▸ Passage shown:
Moreover, this theory would not even return things to a pre-2005 state of affairs like net neutrality proponents have long argued for, this would create something that has never been done before or that has never even been publicly discussed before now.

  • This is a tried and true recipe for backlash from the Congress and the Courts.
  • This is beyond regulatory overreach; it is FCC Exceptionalism.

It's unworkable: Third, the FCC's BICS is patently unworkable. The FCC BICS theory rests on several fantastical immaculate assumptions.

  • Centralizing the de-centralization: BCIS assumes that an international unregulated network of networks, that was by design de-centralized and not dependent on any particular nation's connection points to work, can be forced by the regulatory fiat of one nation to operate as a single, centralized monopoly network that can ensure any two desired end-points can be connected as a "dumb pipe" at any time without any network management.
    • The FCC seems to have fogotten or never really understood that the Internet was designed to be the architectural antithesis of a monopoly copper wire phone network.
    • Forcing the Internet to operate as a system of BICS dedicated end-to-end phone-like circuits, would undercut most every attribute of the Internet that makes it so empowering and innovative.
  • Rest of world unlikely to follow: BICS assumes that the FCC can convince most every other nation's regulators to follow the FCC's lead when the rest of the world is proving to not be very cooperative with American initiatives -- to put it mildly.

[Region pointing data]
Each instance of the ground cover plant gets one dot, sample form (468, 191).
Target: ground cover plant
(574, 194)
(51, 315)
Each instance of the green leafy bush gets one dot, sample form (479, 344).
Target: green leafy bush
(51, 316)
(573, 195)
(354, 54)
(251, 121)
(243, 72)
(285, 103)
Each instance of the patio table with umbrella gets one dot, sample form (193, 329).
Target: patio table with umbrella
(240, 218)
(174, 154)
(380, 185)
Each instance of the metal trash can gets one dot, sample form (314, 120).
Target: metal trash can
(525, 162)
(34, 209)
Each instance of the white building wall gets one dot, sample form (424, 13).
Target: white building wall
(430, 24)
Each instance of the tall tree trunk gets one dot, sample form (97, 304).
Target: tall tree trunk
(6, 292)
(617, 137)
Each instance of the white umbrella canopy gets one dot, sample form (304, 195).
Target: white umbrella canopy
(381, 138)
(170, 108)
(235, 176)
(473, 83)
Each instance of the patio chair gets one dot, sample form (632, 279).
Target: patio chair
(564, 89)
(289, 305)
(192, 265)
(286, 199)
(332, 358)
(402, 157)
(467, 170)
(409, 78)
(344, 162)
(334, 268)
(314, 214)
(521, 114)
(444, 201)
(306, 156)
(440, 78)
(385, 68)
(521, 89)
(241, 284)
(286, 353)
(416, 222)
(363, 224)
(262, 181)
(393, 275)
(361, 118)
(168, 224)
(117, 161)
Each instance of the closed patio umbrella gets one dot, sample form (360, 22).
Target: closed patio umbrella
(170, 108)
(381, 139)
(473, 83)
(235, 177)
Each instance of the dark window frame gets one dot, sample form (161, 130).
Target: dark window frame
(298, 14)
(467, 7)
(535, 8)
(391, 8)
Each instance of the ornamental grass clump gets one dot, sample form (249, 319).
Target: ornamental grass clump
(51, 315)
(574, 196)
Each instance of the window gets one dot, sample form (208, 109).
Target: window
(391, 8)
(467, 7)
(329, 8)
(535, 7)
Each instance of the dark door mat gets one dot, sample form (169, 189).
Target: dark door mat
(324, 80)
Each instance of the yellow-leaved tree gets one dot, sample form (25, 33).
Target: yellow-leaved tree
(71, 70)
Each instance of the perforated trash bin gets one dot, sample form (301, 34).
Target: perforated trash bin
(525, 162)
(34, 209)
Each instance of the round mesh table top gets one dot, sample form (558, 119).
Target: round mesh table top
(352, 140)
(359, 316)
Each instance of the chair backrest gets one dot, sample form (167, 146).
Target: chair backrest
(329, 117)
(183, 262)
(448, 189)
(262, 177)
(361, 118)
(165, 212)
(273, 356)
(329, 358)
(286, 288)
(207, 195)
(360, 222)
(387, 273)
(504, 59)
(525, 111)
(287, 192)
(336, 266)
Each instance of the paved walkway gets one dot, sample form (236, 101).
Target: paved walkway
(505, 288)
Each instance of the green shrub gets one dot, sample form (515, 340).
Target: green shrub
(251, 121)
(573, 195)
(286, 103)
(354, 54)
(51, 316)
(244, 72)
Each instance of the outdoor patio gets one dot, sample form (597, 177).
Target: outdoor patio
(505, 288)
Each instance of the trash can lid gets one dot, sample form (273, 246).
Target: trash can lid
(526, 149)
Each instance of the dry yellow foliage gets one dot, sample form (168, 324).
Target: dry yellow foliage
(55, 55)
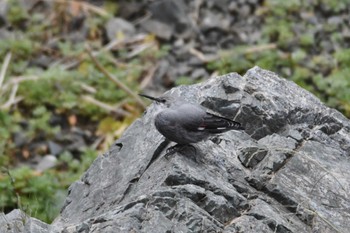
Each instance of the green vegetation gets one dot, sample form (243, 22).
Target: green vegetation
(69, 87)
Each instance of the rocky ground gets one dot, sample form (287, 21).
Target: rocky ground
(286, 172)
(184, 42)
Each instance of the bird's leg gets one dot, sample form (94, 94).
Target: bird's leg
(178, 148)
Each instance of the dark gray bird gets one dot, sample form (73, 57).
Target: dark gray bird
(186, 123)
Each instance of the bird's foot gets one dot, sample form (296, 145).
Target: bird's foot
(178, 148)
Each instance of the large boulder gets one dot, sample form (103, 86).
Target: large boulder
(287, 172)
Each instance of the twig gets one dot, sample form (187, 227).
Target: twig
(114, 79)
(4, 67)
(88, 6)
(17, 80)
(144, 83)
(105, 106)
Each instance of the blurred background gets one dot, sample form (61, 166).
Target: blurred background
(71, 71)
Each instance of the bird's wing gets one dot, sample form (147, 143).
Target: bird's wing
(217, 124)
(197, 119)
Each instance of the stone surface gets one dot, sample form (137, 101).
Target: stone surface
(287, 172)
(298, 181)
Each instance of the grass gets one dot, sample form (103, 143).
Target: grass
(67, 84)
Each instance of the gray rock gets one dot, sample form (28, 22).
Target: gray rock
(168, 18)
(301, 184)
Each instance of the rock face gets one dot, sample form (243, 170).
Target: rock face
(287, 172)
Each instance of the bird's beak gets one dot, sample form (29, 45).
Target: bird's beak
(151, 98)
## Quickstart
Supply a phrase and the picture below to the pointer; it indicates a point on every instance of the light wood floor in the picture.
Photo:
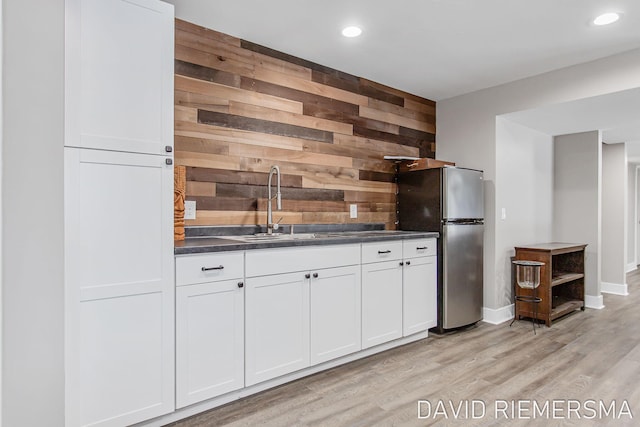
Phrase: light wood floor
(593, 354)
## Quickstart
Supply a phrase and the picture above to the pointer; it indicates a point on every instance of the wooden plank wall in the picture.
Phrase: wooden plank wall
(242, 107)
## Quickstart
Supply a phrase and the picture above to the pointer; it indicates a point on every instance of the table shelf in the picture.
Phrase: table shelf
(562, 279)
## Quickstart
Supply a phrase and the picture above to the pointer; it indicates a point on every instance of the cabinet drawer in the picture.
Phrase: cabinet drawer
(381, 251)
(412, 248)
(262, 262)
(193, 269)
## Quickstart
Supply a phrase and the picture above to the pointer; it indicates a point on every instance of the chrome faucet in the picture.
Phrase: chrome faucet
(270, 225)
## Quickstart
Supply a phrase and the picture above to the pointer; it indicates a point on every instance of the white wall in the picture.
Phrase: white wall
(614, 215)
(632, 219)
(32, 221)
(577, 200)
(524, 163)
(466, 131)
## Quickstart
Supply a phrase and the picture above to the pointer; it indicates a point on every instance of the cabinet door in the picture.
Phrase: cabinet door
(419, 295)
(335, 313)
(119, 287)
(381, 302)
(277, 326)
(119, 75)
(209, 340)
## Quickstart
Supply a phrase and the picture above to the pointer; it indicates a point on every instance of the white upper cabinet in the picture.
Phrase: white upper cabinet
(119, 75)
(119, 281)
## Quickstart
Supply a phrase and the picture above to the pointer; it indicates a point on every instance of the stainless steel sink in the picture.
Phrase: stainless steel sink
(264, 237)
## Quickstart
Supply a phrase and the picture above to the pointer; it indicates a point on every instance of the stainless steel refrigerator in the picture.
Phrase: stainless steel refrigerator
(449, 200)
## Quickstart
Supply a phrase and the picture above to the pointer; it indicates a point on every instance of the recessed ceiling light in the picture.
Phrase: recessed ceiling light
(352, 32)
(606, 18)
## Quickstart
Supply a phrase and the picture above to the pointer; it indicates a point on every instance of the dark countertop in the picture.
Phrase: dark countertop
(204, 244)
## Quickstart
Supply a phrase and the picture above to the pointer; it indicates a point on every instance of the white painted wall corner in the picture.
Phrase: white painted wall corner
(497, 316)
(614, 288)
(594, 301)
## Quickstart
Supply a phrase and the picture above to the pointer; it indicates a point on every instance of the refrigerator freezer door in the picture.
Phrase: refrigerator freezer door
(462, 194)
(462, 274)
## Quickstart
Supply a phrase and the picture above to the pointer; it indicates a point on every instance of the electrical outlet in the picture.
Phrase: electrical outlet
(190, 209)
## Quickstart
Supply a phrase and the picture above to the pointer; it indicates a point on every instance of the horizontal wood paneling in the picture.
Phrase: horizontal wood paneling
(242, 107)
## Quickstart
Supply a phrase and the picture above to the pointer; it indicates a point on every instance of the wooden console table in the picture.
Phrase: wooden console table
(561, 280)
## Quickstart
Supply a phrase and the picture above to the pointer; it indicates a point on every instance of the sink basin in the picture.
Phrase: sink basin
(263, 237)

▸ Brief 1: Translate this sentence from the FCC passage into Spanish: "This is beyond regulatory overreach; it is FCC Exceptionalism."
▸ Brief 2: According to the FCC passage, what was the Internet designed to be?

▸ Response box 1: Esto va más allá de la extralimitación regulatoria; es el excepcionalismo de la FCC.

▸ Response box 2: The architectural antithesis of a monopoly copper wire phone network.